** Begin Excerpt **

Behind Generative Models [In Progress ]

Table of Contents

Diffusion-based models, exemplified by Mid-journey, DALL-E, and Stable Diffusion, offer a unique approach to data generation by applying random noise and evolving it over time. While each model has its unique features, they all showcase the potential of diffusion-based techniques in creating high-quality, natural-looking outputs in machine learning

Background

In recent years, diffusion-based models have become a hot topic in the world of ML, offering a unique approach to generating high-quality data like images or text. Unlike traditional machine learning models, which typically operate through straightforward mapping functions, diffusion models work by applying random noise to data and evolving it over time. This results in a more organic, less predictable pattern that can generate more natural-looking images or produce more nuanced textual outputs.

Models like Mid-journey, DALL-E, and Stable Diffusion represent the cutting edge in this space. Mid-journey and Stable Diffusion are particularly focused on image generation and take advantage of an offline, open-source framework to ensure quality and accessibility. DALL-E, on the other hand, is widely celebrated for its capability to generate highly creative images based on textual prompts. While each has its own unique features and benefits, they all exemplify the power and potential of diffusion-based techniques in machine learning.

** End Excerpt **
** Begin Entries **

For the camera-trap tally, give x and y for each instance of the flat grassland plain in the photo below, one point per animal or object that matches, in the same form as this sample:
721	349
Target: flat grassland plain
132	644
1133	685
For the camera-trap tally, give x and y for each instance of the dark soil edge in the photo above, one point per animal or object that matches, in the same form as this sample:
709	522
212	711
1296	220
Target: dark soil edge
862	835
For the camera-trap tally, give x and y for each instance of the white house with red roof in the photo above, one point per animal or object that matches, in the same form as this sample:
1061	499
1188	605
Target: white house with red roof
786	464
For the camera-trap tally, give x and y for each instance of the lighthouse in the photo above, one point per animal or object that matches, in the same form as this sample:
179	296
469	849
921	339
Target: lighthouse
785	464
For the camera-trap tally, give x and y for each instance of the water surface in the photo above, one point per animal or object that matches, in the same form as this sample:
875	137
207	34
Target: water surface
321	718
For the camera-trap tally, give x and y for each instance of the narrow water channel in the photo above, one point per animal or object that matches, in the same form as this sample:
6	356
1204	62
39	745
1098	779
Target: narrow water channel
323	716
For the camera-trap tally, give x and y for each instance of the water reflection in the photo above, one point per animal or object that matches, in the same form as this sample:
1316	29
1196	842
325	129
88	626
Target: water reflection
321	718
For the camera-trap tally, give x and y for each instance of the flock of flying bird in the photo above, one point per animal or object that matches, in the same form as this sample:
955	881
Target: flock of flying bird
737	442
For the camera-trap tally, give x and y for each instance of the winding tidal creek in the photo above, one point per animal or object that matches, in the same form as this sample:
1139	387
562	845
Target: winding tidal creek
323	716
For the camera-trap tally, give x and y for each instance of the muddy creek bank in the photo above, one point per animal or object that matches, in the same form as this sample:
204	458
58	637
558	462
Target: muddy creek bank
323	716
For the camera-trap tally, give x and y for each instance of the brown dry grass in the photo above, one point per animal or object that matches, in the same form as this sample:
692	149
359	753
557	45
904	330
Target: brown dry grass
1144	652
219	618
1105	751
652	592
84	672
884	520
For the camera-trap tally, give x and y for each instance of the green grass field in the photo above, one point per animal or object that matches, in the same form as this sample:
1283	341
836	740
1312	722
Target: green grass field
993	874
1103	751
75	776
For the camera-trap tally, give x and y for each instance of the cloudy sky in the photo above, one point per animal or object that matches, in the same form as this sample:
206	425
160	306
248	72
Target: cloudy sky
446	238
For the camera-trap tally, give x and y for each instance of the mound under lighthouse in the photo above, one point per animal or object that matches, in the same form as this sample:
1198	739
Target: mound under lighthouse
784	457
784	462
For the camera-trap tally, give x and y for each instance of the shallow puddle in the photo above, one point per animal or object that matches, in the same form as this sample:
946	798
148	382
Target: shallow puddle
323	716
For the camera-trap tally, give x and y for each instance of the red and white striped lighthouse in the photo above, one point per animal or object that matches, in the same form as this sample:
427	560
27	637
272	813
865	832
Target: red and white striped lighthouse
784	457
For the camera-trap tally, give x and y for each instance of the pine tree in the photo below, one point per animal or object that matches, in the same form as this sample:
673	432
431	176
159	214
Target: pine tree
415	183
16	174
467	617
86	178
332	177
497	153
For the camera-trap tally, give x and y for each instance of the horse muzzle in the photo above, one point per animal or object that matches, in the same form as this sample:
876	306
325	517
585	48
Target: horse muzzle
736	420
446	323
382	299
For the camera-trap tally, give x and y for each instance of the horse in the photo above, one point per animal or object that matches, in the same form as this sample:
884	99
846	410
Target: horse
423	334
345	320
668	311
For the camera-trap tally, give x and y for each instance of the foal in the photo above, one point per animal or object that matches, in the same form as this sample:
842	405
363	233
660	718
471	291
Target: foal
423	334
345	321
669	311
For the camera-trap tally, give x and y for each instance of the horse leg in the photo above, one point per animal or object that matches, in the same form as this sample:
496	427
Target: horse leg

** End Entries **

Do this
Could you write out the passage from the diffusion models piece starting at "Diffusion-based models, exemplified" and ending at "nuanced textual outputs.", word for word? The listing plays no part in this work.

Answer to the problem
Diffusion-based models, exemplified by Mid-journey, DALL-E, and Stable Diffusion, offer a unique approach to data generation by applying random noise and evolving it over time. While each model has its unique features, they all showcase the potential of diffusion-based techniques in creating high-quality, natural-looking outputs in machine learning

Background

In recent years, diffusion-based models have become a hot topic in the world of ML, offering a unique approach to generating high-quality data like images or text. Unlike traditional machine learning models, which typically operate through straightforward mapping functions, diffusion models work by applying random noise to data and evolving it over time. This results in a more organic, less predictable pattern that can generate more natural-looking images or produce more nuanced textual outputs.